→ **What is asked**
Give the lines again exactly, from the one holding "Each instance receives a single keypoint. Tag the shoe" to the last line of the listing below, both ends included and nothing added.

→ **Raw data**

──────────────────────────────

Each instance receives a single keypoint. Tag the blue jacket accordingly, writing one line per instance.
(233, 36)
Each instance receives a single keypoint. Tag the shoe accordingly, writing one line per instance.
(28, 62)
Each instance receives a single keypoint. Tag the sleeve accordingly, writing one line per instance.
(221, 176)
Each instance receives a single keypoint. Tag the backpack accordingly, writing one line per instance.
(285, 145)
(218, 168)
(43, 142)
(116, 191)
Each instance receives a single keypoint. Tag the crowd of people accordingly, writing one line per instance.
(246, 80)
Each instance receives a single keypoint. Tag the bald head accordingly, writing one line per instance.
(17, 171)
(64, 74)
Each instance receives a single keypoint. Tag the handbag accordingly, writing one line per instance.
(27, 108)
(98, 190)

──────────────────────────────

→ **Response to the task**
Each instance receives a single keypoint. Tag the shoe accordingly, writing one line per instance.
(28, 62)
Each instance receives a single keypoint. Tag the sleeve accordingly, writing one line per instance.
(221, 176)
Each instance receives a single keypoint. Tag the backpack accordingly, writing one line per instance.
(285, 145)
(218, 168)
(43, 142)
(116, 191)
Each instance receives a single keypoint. Tag the crowd of people accordingly, writing one line per instance.
(246, 80)
Each instance receives a single keypoint. Tag the bald head accordingly, writing one line per instance.
(17, 171)
(64, 74)
Each instance receives a single keypoint. Tag the handbag accordingly, writing one line per instance.
(27, 108)
(98, 190)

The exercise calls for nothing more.